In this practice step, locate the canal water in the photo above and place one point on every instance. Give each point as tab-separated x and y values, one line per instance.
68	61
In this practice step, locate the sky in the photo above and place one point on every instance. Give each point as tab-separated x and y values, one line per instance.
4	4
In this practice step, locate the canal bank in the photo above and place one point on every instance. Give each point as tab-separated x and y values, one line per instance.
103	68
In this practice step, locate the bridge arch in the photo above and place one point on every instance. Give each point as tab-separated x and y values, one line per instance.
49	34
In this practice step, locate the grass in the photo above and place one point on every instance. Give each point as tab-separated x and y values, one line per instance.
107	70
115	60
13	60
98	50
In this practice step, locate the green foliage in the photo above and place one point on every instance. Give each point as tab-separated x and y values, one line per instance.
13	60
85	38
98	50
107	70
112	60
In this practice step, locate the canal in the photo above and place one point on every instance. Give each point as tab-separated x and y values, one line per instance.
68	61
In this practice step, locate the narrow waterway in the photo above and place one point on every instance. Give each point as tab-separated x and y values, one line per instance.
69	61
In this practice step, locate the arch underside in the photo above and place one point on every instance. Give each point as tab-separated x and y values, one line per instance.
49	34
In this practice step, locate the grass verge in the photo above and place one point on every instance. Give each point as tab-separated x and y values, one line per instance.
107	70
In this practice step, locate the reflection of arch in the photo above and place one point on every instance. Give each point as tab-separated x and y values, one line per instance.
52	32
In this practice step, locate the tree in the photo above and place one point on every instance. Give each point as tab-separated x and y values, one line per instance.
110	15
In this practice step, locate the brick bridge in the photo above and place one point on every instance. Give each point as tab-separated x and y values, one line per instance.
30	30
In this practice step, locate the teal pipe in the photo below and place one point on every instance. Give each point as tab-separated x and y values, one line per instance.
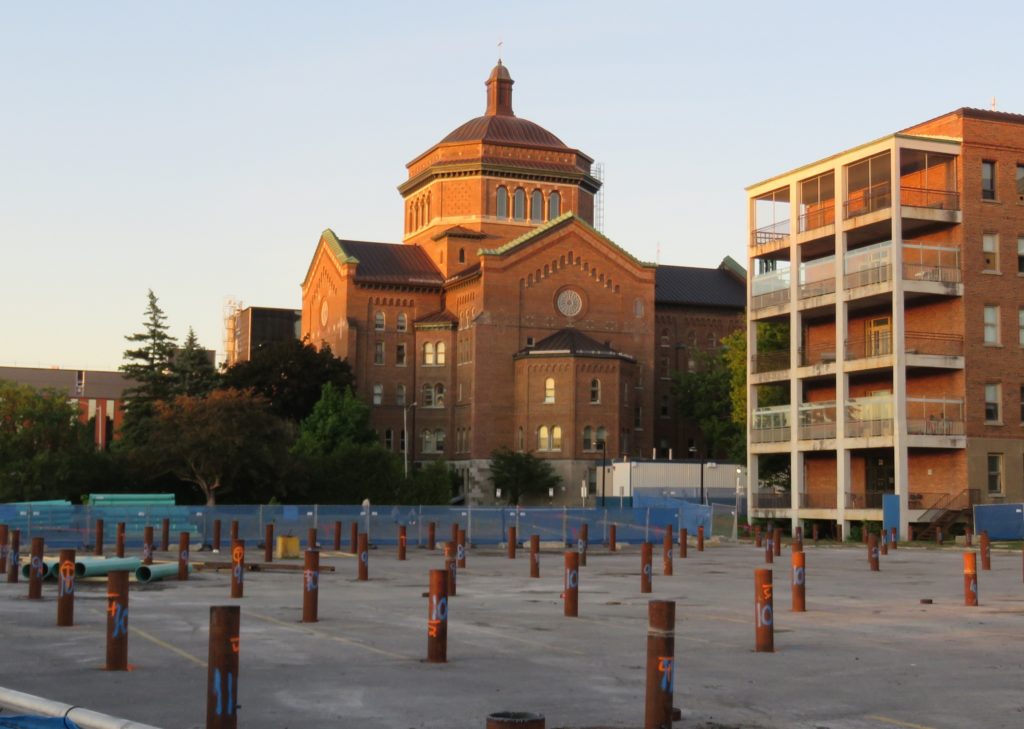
154	572
99	567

——

All of the data above is to be repeated exactly, with the pictures left out.

In this practice step, locate the canal water in the photo above and place one point on every instance. Give each point as tab-separated x and y values, one line per instance.
68	61
In this practice step, locate the sky in the photo above and place one point on every instance. Give each point as tab-separated x and y values, one line per instance.
4	4
In this practice step, locate the canal bank in the photo above and place one point on every instance. Give each point as tab-separated x and y values, one line per instance.
103	68
In this practice step, locate the bridge arch in the photo above and place one point on every instance. Give each point as tab-separated x and y values, one line per instance.
49	34
In this practice step, locate the grass in the photo above and place one point on every instance. Give each point as tab-separated x and y values, one line per instance.
107	70
115	60
13	60
98	50
In this practice step, locate the green foliage in the photo above and place one point on every instance. Give each point as tab-separated x and y values, one line per instance.
13	60
85	38
98	50
107	70
112	60
In this practice step, locate the canal in the photo above and place one point on every instance. Give each point as tab-separated x and y values, one line per instance.
68	61
In this practice step, locate the narrow waterway in the photo above and place one point on every instance. Give each point as tab-separated x and y values, one line per instance.
69	61
In this practice step, locate the arch underside in the photo above and place one point on every instance. Give each point as tab-separated x and y values, one line per instance.
49	34
In this practice step, locate the grass verge in the photo above and place one point on every instance. Give each point as tab-separated x and y values, one line per instance.
107	70
In this practice step, locate the reflection of arch in the photo above and place one point on every instance. Give each point as tab-separated x and y values, one line per instance.
52	32
In this practice step, locate the tree in the photo above and place one point on every instance. Give each point as tab-separated x and y values, one line per instance.
110	15
In this practice step, locate the brick bridge in the photo above and place one point on every instance. Give each point as tab-separated x and y values, one line per instance.
30	30
In this practice step, locate the teal pipe in the photo below and place one point on every instance. Give each point as tab-separated x and y values, one line per instance.
154	572
99	567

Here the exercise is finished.